• [DATA EXCERPTS]:
--- START ---
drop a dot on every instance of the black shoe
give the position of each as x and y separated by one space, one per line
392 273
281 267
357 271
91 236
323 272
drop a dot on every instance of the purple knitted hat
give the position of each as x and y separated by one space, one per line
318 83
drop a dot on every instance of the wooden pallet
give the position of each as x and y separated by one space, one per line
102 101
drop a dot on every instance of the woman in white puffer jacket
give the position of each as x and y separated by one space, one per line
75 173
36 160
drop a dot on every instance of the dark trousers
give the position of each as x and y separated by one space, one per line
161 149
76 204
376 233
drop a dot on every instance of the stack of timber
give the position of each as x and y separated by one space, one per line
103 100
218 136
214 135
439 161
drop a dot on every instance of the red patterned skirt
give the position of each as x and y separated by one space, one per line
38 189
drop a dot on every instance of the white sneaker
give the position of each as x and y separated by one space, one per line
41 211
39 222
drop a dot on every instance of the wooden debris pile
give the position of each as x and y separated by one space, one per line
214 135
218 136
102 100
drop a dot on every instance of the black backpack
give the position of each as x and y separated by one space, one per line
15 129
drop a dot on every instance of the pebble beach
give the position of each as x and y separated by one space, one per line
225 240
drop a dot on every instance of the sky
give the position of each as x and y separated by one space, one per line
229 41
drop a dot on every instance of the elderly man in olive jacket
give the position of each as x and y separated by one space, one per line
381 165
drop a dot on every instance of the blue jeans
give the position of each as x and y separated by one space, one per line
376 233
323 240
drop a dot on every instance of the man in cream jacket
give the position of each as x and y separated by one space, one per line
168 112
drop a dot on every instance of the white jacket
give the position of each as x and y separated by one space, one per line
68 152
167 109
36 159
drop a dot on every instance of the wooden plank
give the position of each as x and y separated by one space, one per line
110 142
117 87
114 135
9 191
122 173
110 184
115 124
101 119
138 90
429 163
--- END ---
• [PROBLEM STATEMENT]:
If a line above contains the string "white", count it, then give the total and nothing else.

• [WRITTEN RESPONSE]:
3